_FRAGMENTO DEL TEXTO_.
"""

La pandemia ha desnudado las desigualdades –que las sabíamos– entre países y naciones. Ha revelado la precariedad de los sistemas de salud en el mundo, el valor social de la solidaridad y el sentido común, y también que la responsabilidad ciudadana no está correlacionada al valor económico de cada persona: hemos visto imperios fracasando en el control de la pandemia por la incapacidad crónica de muchos ciudadanos de sentirse corresponsables de la vida del vecino, y economías mucho más modestas rompiendo oscuros presagios. La pandemia ha sido el espejo para observar autoridades, economías, instituciones y personas. Sin embargo, hay un factor monumental, probablemente el de mayores repercusiones de largo plazo, en el que la pandemia habrá de incidir, pero que rara vez ocupa el centro de la discusión pública: el impacto de la pandemia en el fenómeno migratorio.
La migración ha sido y es un fenómeno social y económico en toda la historia de la humanidad. Es un dilema ético para las naciones más prósperas y un choque cultural para sus habitantes. La migración es un reto en materia de seguridad y justicia, pero también lo es en el plano sociológico. Hay algo que al llamado “primer mundo” se le dificulta enormemente entender: la migración es contenible y administrable, sí, pero frenarla, extinguirla, es imposible, toda vez que está motivada por el único activo imperecedero del ser humano, que es la esperanza.

"""

_REGISTROS PROPORCIONADOS_.
"""

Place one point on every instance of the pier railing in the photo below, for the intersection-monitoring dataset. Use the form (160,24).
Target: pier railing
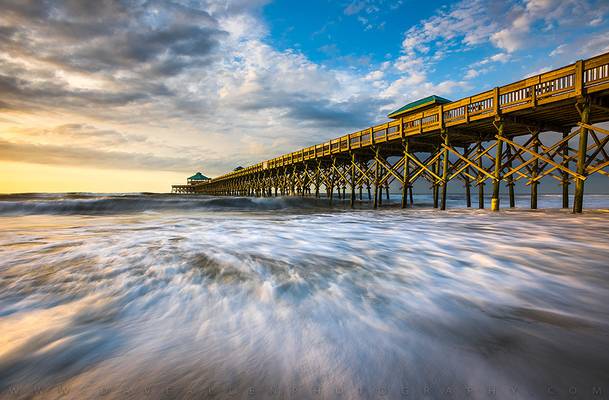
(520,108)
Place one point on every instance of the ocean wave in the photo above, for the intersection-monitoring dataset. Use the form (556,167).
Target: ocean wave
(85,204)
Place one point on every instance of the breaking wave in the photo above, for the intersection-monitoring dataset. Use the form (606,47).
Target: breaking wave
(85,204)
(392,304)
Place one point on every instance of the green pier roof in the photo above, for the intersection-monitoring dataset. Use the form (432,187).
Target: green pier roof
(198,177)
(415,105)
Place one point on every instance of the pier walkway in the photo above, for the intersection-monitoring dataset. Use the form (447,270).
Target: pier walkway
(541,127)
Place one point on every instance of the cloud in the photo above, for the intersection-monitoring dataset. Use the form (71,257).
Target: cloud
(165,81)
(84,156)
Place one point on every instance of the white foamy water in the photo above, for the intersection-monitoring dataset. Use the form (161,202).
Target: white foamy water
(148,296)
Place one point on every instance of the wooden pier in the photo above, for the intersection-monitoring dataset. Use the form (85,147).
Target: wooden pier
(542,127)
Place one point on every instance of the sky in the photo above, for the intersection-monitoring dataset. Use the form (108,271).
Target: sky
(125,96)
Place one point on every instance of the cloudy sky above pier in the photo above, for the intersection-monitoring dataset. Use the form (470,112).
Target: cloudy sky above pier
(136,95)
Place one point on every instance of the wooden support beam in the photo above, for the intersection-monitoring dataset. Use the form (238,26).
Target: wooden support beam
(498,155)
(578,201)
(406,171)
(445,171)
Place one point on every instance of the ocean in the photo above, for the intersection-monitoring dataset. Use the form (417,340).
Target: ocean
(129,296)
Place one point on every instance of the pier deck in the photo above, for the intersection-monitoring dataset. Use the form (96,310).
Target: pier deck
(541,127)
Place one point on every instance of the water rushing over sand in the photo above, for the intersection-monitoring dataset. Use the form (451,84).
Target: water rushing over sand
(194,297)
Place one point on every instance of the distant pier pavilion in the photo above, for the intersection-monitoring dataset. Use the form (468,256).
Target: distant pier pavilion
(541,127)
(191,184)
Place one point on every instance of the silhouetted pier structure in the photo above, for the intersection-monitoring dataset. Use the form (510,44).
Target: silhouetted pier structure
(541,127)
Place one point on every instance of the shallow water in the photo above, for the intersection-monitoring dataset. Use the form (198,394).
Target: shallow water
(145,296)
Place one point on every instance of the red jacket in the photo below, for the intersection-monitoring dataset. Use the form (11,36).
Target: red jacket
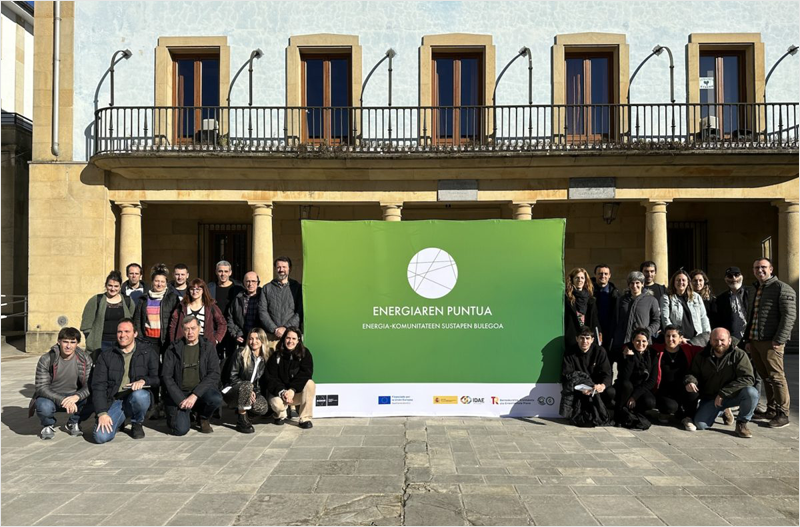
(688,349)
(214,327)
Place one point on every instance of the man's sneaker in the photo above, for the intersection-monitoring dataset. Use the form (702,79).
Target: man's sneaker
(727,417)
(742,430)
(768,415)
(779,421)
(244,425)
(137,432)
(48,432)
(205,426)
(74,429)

"""

_ACTIVIDADES_.
A: Según el texto sobre la pandemia y la migración, ¿qué es lo que motiva la migración?
B: Prosigue el texto sobre la pandemia y la migración a partir de su última oración.
Los registros no guardan ninguna relación con el texto.

_TUS RESPUESTAS_.
A: La esperanza, el único activo imperecedero del ser humano.

B:
¿Qué detiene a un migrante cuando ha tomado la decisión de vida de empezar la marcha?, absolutamente nada. Ni el mar Mediterráneo ni las mafias ni el racismo ni la policía ni las olas, las rejas o los muros. No hay poder humano que contenga ese otro poder humano; las ganas de vivir y hacerlo de forma distinta. Por eso, cuando la xenofobia motiva el grito de “regresa a tu país” (en el idioma que sea), lo que se revela es la ignorancia, la incapacidad de entender que para un migrante no hay regreso.
El siglo XIX es el primero en el que vemos un verdadero flujo migratorio (regido por causas económicas) como hoy lo entendemos, y no más como una aventura colonial o la conquista de algún rincón desconocido. Es la migración marcada por el acero, los durmientes y el carbón. Un ejercicio moderno de sincretismo cultural. El siglo XX fue uno de movilizaciones humanas obligadas por la guerra. Guerras mundiales, guerras domésticas, guerras reli-giosas, guerras asimétricas, guerras frías, guerras civiles. El suelo azotado por la violencia movió a medio mundo de su lugar de origen.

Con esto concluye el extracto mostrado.